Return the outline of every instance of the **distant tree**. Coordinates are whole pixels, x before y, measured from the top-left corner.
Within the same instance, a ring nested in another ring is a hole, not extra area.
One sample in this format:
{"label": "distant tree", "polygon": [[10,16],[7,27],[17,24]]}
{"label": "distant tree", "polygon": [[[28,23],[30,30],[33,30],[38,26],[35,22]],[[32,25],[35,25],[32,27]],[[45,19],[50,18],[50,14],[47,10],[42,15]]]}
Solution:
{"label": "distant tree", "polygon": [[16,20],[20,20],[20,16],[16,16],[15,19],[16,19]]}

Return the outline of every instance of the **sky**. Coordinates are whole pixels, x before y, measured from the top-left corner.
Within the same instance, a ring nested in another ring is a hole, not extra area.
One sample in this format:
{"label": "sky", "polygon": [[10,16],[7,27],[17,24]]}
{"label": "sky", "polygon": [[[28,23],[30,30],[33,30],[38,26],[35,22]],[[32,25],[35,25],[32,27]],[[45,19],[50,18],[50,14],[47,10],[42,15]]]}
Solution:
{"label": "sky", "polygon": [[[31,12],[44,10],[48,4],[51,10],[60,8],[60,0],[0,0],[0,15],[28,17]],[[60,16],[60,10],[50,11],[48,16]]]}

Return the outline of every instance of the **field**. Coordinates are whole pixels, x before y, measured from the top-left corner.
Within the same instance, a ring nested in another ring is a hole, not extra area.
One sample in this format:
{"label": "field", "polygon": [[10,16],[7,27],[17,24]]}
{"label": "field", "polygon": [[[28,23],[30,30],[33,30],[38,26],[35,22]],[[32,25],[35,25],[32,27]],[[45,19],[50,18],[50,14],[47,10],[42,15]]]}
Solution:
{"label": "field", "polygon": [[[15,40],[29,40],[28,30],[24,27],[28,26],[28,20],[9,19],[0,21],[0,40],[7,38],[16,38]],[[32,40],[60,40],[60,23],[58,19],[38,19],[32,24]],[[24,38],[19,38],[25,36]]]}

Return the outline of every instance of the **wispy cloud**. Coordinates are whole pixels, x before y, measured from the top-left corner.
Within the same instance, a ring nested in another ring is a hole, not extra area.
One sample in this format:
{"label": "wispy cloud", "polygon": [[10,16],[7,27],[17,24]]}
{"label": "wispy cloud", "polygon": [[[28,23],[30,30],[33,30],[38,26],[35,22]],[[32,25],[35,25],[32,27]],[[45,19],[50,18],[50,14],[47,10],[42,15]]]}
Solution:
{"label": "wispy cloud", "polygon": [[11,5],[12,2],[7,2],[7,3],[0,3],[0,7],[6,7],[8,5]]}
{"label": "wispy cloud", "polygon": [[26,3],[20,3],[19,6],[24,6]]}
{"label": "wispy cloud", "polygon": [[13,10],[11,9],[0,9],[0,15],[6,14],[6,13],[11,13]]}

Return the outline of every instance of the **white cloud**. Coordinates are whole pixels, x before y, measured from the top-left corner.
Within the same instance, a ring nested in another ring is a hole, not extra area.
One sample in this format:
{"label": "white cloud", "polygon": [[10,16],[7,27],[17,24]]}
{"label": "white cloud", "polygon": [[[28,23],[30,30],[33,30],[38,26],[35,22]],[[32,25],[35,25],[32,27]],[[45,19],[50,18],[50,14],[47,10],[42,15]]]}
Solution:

--

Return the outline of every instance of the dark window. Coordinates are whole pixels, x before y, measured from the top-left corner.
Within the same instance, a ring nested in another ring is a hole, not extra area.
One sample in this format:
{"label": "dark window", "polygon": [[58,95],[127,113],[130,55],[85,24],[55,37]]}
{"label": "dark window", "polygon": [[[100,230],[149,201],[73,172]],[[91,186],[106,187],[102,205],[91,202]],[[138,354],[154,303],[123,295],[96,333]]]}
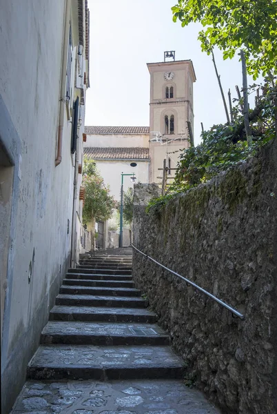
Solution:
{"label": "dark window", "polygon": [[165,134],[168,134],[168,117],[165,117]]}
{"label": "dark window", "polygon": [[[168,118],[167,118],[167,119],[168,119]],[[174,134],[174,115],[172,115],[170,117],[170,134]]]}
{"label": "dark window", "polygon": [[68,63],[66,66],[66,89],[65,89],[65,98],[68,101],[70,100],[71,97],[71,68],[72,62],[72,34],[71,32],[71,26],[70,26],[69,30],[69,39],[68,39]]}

...

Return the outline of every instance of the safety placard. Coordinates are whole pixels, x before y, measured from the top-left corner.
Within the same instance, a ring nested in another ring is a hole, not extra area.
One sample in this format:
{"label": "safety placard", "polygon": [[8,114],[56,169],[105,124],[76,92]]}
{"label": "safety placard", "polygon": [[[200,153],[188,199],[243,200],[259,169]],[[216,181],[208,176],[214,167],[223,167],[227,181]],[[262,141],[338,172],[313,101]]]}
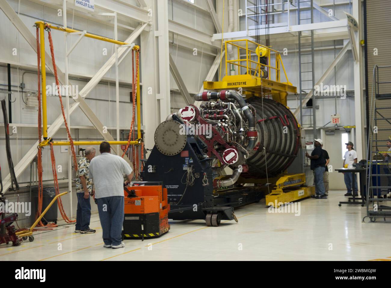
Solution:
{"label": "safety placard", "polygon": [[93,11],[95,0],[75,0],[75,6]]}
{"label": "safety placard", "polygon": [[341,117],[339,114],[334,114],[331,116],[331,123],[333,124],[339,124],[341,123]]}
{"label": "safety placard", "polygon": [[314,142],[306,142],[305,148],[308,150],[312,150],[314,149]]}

## THE PROBLEM
How many lines in the items above contain the word "corner"? Reply with the number alone.

## FINAL ANSWER
7